● AIM OF THE EXERCISE
Rewrite all the data below, swapping every "pin" for "marker" and leaving everything else the same. Omit the pictures from your answer.
━━ DATA IN THIS EXERCISE
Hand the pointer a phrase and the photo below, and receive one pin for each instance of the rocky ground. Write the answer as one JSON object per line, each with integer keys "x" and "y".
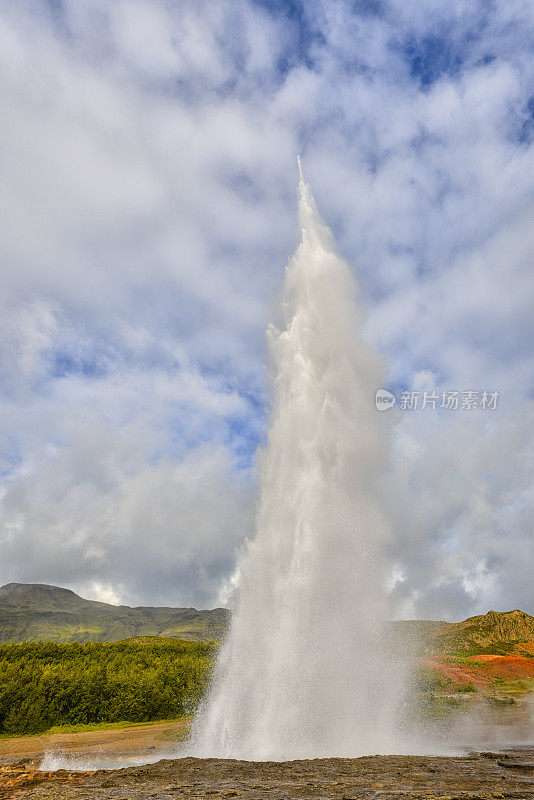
{"x": 477, "y": 776}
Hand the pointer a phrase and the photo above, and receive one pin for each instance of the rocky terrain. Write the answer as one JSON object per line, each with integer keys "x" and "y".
{"x": 476, "y": 776}
{"x": 38, "y": 612}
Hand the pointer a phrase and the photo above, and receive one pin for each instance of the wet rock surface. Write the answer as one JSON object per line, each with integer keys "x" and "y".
{"x": 477, "y": 776}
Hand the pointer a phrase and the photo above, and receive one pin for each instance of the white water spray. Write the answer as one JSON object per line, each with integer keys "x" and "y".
{"x": 302, "y": 673}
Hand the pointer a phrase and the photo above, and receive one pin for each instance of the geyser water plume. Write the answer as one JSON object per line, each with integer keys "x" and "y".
{"x": 302, "y": 673}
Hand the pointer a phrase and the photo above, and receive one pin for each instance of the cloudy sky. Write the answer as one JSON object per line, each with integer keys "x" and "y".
{"x": 148, "y": 210}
━━━━
● FINISHED TASK
Hand the pointer a phrase and the photo below, and receive one marker for each instance of the rocky ground. Write the answer as one JSON object per line, each with integer keys "x" and "y".
{"x": 477, "y": 776}
Hand the pointer a phrase and the photo above, and receive one marker for each instance of the rocky terrain. Write the answer as one JSON object per line, each with integer keys "x" and "y".
{"x": 476, "y": 776}
{"x": 38, "y": 612}
Hand the pointer a phrase and the photo above, and receive one marker for each instance of the wet rock surface. Write the answer as one JSON object per line, each with integer keys "x" and "y".
{"x": 477, "y": 776}
Hand the pointer a phrase and the photo above, and receive one marker for each instance of the white water spray. Write the answer as one JSON object per line, each with integer keys "x" and "y".
{"x": 302, "y": 673}
Hand the pointer a phrase and the photo above, and receive one marker for each instance of the geyser water plume. Write the answer as one JSON object per line, each with integer keys "x" and "y".
{"x": 302, "y": 673}
Hand the pointer a phrase and the photo above, and receive one marker for each instance of the cloudy sky. Write the answer as one JSON object per line, each with integer keys "x" and "y".
{"x": 148, "y": 210}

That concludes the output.